Please identify each line in the records below that contains the word "container", and copy those lines out.

▸ **DATA TO PROCESS**
□ □ □

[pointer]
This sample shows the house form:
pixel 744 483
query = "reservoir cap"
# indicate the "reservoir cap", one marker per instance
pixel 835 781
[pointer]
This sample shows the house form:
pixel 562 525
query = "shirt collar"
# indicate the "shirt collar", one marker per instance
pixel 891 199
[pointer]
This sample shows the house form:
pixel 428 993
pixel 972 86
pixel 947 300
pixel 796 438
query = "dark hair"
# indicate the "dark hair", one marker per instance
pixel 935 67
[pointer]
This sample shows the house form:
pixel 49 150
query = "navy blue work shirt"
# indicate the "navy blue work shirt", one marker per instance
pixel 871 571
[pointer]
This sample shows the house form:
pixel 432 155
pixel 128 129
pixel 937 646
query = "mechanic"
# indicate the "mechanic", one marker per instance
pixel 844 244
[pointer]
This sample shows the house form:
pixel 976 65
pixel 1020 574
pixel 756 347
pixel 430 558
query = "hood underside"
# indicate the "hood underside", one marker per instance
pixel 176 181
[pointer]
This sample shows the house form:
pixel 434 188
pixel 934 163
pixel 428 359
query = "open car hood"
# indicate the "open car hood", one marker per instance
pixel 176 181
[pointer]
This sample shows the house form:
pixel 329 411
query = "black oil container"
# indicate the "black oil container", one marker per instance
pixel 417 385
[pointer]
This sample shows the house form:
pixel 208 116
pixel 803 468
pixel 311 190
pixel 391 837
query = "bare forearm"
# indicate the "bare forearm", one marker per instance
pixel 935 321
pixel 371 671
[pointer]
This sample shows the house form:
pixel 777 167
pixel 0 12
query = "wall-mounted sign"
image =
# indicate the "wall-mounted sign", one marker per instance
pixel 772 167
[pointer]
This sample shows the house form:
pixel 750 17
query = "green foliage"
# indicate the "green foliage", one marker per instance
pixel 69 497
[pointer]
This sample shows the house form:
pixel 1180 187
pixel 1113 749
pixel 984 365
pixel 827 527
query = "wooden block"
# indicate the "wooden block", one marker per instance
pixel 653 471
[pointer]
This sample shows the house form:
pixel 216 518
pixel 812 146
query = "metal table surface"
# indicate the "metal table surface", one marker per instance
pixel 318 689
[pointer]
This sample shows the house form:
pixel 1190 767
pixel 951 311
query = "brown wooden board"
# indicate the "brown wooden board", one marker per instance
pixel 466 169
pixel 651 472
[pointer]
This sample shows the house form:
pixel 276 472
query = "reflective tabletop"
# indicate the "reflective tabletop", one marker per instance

□ □ □

▸ **TASK OUTPUT**
query = "black oil container"
# indicate the "black oil container", one marker per instance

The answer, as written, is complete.